EXCERPTED DATA
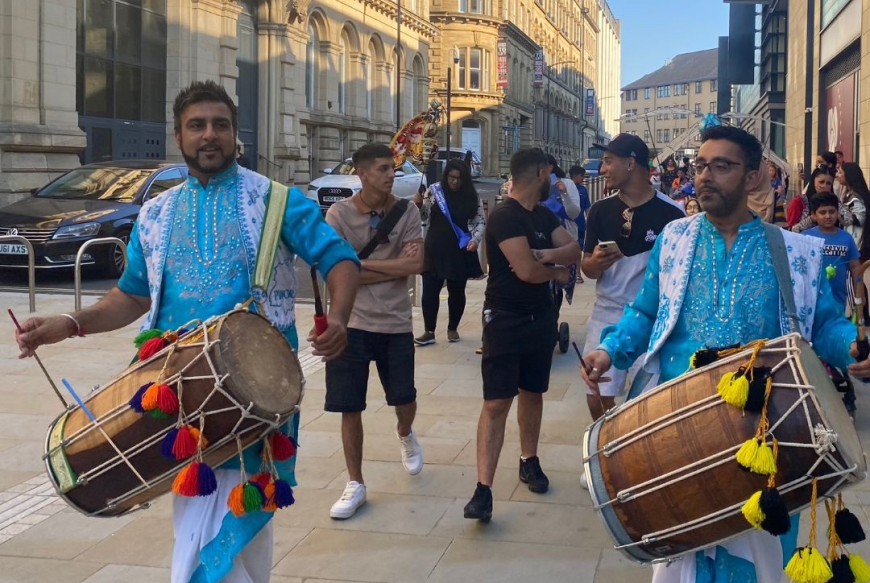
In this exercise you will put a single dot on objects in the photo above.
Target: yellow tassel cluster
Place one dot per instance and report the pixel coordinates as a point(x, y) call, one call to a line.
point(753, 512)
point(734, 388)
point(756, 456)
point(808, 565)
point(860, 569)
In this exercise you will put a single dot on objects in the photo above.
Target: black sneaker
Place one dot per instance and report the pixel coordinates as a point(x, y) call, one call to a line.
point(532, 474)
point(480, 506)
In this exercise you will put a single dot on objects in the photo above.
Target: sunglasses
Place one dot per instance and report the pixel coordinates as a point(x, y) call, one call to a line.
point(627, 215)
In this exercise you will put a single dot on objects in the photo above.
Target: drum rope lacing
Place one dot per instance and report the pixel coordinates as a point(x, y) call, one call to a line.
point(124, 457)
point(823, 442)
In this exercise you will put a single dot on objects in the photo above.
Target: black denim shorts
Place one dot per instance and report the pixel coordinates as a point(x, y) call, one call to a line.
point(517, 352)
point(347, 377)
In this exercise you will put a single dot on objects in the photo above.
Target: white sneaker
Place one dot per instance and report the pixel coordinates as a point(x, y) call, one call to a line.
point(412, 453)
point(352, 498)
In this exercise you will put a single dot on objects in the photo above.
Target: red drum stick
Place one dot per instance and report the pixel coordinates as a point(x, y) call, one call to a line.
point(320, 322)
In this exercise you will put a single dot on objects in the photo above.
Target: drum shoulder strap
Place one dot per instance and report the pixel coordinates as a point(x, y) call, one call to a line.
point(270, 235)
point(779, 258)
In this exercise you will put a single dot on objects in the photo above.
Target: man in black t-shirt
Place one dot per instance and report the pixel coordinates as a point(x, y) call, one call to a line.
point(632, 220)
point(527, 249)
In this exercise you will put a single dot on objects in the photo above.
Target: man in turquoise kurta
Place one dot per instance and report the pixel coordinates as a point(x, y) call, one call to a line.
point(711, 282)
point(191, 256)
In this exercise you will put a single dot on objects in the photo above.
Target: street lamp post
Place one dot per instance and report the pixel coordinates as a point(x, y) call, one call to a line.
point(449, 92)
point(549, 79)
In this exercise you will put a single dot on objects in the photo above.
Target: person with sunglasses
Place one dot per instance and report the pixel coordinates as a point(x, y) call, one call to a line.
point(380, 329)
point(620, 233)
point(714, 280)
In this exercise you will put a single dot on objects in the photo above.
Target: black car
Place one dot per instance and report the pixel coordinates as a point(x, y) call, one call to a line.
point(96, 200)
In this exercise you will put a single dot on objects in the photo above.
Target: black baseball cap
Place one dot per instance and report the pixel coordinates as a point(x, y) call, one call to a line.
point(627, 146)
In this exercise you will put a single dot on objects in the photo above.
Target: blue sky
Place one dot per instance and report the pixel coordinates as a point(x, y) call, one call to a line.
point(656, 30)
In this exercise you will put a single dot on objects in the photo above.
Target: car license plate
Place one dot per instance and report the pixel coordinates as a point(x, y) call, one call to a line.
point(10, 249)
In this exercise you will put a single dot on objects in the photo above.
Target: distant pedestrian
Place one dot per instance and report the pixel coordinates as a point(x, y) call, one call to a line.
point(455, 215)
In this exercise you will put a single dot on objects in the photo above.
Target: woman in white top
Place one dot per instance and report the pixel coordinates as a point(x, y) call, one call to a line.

WRITTEN REQUEST
Do not include images; quote all of the entries above exactly.

TASK RESULT
In this exercise you will put a single dot on objects in the photo above.
Target: yellow tassel cluster
Place one dot per instance and report the pixel coordinates as a point(x, y) call, one call to a line.
point(753, 512)
point(734, 388)
point(756, 456)
point(808, 565)
point(860, 569)
In this exercise you will put a single dot on objects in the photo above.
Target: black sneaker
Place one dot per instance and report the pixel coordinates as a point(x, y) call, one call to a line.
point(532, 474)
point(480, 506)
In this exercise you will put a single dot on objects in the photo above.
Target: sunglasses
Place one dot per instance and report the pixel coordinates as a point(x, y) call, one call to a line.
point(627, 215)
In this exercise you will put a single dot on objects in the photo above.
Target: drum rope lacing
Place one dot per instance and report the pixel coordinates as a point(x, y) call, one call to a line.
point(124, 457)
point(823, 442)
In this exercise you will put a single dot on objects in the photo above.
Target: black denim shorts
Place one dot per instance and report the pixel coordinates as a point(x, y) call, one call to a line.
point(517, 352)
point(347, 377)
In this exercise you will put a single dot on objects in the photo above.
Target: white sneaker
Place one dot per instance and report the pixel coordinates as a point(x, y) call, one call to a line.
point(412, 453)
point(352, 498)
In this exercise you will put a single dot on objects in the photo above.
Target: red drum stick
Place one dot per instance and report the pixel coordinates as a point(x, y) call, one call to a line.
point(320, 322)
In this exercise you will put a single dot on objects in the photo above.
Target: drum shoulder strap
Place one dot per instance and report the pixel coordinates as a point(x, y) call, one call to a line.
point(270, 235)
point(779, 258)
In this exercise you will put a single dot on objects in the photo above.
Target: man in black t-shirt
Place one dot per instance and report the pixel coordinates as a point(x, y) call, one call to a line.
point(632, 220)
point(527, 249)
In this exercise you will put a single dot on objects in the photo above.
Target: man in turquoise kurta
Place one dot per instance and report the pixel coordinates as a point(x, y) call, one call to a line.
point(711, 282)
point(191, 256)
In this exercise you will put a single dot on objects in the photo above.
Target: street lamp post
Place one dot per instance and report the pixel coordinates as a point(x, y) call, one call to a line.
point(449, 92)
point(549, 79)
In this exercise you will put a single dot on objects in the photo above.
Target: person with sunglasses
Place one dot per instance and report the pixel coordinates as a point(x, y) call, one call to a line.
point(380, 329)
point(620, 233)
point(714, 280)
In this exercise you will put a single dot on objects in the photo above.
Target: black car
Place one dot per instance and report the pixel coordinates as a point(x, y) call, one call to a line.
point(96, 200)
In this exercise you will put a single dot on objects in the photo above.
Target: black baseball cap
Place one dot per instance and report the pixel coordinates as a point(x, y) call, one call to a line.
point(627, 146)
In this exercise you will put a single dot on objects in the photo above.
Target: blue sky
Place one dot per instance and report the pixel coordinates as a point(x, y) call, one call to a line.
point(656, 30)
In this exercise you will put a single dot on objects in the photo above.
Target: car license plate
Place one dot per instance and report the pixel coordinates as a point(x, y) call, one call to a line.
point(10, 249)
In this exercise you will put a single dot on objects in the photo above.
Target: distant pedestrian
Place one dot per instance and report the pixel coordinates as a point(x, y) call, one call to a line.
point(455, 215)
In this exercise you will put a single dot on objects in the photo above.
Target: woman in white top
Place one dot per instance and report the pixel coordinates as a point(x, y) call, one call to a line.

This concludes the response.